REQUESTS:
1. Using the piece on the 2UE/2GB radio merger, answer these:
(a) For about how long have 2UE and 2GB been commercial rivals?
(b) Why do both stations need to cut costs?
(c) What share of listeners does 2UE hold?
2. Extend the piece on the 2UE/2GB radio merger, picking up after its final sentence.

READING TEXT:
The 2UE/2GB merger and how it may affect the news you hear - from Jason Morrison

Jason Morrison is one of the great newsmen of our generation - have a look at this background.


2UE & 2GB have been solid commercial rivals for close to 90yrs. As of today, two of Australia's oldest radio stations have the same ownership. Go back a decade or two and what’s happened today would be as unimaginable as Channels 7 and 9 merging or Parramatta and Manly becoming the same team – but this is a move for survival.

Both stations need to reduce costs to maintain profitability, as the share of advertising revenue going to radio is not keeping pace with rising operational expenses.

That said, I think people who think 2UE will cease being a talk station are misreading the market.

Despite all that the management has done to the station over the years, 2UE’s share of 4 or 5% listenership likes what’s there – and if 2UE wasn’t a talk station, they may go elsewhere and probably not to 2GB. It’s too great a risk for to many listeners for the new partnership.

DATASET ROWS:
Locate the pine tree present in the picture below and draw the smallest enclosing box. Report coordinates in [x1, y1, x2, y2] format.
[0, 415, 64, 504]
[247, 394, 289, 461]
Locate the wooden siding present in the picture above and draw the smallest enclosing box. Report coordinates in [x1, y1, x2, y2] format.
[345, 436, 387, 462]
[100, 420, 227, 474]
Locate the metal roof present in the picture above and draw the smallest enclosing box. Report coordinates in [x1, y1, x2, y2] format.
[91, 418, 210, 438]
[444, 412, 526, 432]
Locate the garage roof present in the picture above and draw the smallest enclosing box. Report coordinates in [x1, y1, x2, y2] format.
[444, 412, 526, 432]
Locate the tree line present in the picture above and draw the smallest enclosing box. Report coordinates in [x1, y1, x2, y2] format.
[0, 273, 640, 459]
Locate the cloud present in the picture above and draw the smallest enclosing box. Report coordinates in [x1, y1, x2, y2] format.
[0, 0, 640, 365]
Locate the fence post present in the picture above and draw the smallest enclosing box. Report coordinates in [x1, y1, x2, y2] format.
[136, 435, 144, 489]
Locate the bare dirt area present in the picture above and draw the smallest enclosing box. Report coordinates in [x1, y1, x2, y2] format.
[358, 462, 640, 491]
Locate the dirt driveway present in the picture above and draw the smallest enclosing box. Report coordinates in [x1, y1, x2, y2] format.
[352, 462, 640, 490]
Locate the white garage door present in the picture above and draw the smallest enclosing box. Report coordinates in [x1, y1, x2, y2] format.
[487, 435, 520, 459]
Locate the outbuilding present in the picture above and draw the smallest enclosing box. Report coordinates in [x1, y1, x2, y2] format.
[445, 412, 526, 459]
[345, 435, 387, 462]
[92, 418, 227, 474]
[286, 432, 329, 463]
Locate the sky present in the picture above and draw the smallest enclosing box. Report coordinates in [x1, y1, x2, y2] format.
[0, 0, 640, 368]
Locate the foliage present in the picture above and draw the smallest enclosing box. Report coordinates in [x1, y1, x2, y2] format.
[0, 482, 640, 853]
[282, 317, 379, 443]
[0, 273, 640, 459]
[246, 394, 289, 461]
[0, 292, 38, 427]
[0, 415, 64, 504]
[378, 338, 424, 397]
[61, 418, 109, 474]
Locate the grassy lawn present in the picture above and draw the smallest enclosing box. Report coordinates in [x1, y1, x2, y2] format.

ANSWERS PER TASK:
1.
(a) Close to 90 years.
(b) The share of advertising revenue going to radio is not keeping pace with rising operational expenses, so they must cut costs to stay profitable.
(c) 4 or 5%.

2.
2UE has a cumulative audience across the week of about 270k versus 2GB’s 520k. That’s a stack of people to risk let going elsewhere.

My prediction; 2UE will remain a low-cost but better-managed talk station.

The best hope will be the end of the era of constant changes to the 2UE line-up. Talk radio is about familiar voices.

I’ve felt for UE programme directors Peter Brennan and Clinton Maynard who’ve had to watch as decisions were made ‘around them’ by consultants and so-called experts, often to the detriment of the station.

Even in the 3 years that I worked at the station, 14 changes to the primetime line-up were made – versus 2GB, which had made only one. 
By contrast, 2UE’s weekend stars, George Moore and Paul B Kidd have been doing their great show for over a decade - largely untouched – and they are constantly number 1 in town. Not bad for two blokes on the number 7 station. There’s definitely something to that!

Sadly, the newsrooms again will probably end up feeling the impact of the merger the most. Radio newsrooms everywhere are under-resourced and the staff flog their guts out to cover the happenings in the country’s largest and wildest city.

Some sales and administration functions of the stations will probably be combined and that too will cause job losses.

Another prediction; 2CH will have to be sold but will continue to be operated by MRN but ‘controlled’ (as defined by legislation) by someone other than the present ownership – perhaps a friend of the present owner.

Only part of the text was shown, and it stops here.